--- BEGIN QUOTED TEXT ---

The gross value of South African agricultural products was estimated at just over R246 billion in 2016. The animal product sector contributed a lion’s share of 47% (R117 billion) to agricultural production. Slaughtered fowls in turn are the largest contributor to the animal product category, contributing more than R38 billion in 2016, while eggs added another R10,12 billion (DAFF, 2017).
Production of white meat in South Africa has increased in recent years from 869 000 tons in 2001 to 1 704 000 tons in 2016. During this time, total consumption in South Africa has increased from 938 000 tons to 2 200 000 tons, with the per capita consumption showing healthy growth from 21,48kg in 2001 to 40,04kg in 2017. This per capita consumption growth is far more than what was recorded for red meat – a total of 18,96kg in 2001 vs 27,74kg in 2017 (DAFF, 2017).
Egg production in 2001 was at 330 000 tons and increased to 478 000 tons in 2016. Local egg consumption was calculated at 308 000 tons in 2001 and increased to 441 000 tons in 2016, consistently remaining just below production numbers. At the same time, per capita egg consumption showed a slight increase from 6,92kg in 2001 to 7,89kg in 2017, with a peak in consumption experienced in 2007 (8,7kg/per capita).
Poultry and poultry products showed a 48,5% increase in producer prices between 2010 and 2016. This number is lower than what was experienced by wool and mohair (143,3%); cattle, sheep and pigs (59,6%); and dairy products (51,2%).

--- END QUOTED TEXT ---

__REQUESTS__.
• A. In the text on South African poultry production, what was per capita egg consumption in its peak year of 2007?
• B. From the text on South African poultry production, list every product group whose producer price increase between 2010 and 2016 is given, with its percentage.
• C. Using the text on South African poultry production, explain why per capita white meat consumption growth is described as far more than that of red meat.

--- BEGIN DATA ---

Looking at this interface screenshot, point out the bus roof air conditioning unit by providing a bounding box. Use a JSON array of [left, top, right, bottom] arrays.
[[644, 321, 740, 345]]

--- END DATA ---

__ANSWERS TO THE TASKS__.
• A. 8,7kg per capita.

• B.
- Poultry and poultry products: 48,5%
- Wool and mohair: 143,3%
- Cattle, sheep and pigs: 59,6%
- Dairy products: 51,2%

• C. Per capita white meat consumption rose from 21,48kg in 2001 to 40,04kg in 2017. Red meat rose only from 18,96kg to 27,74kg over the same period.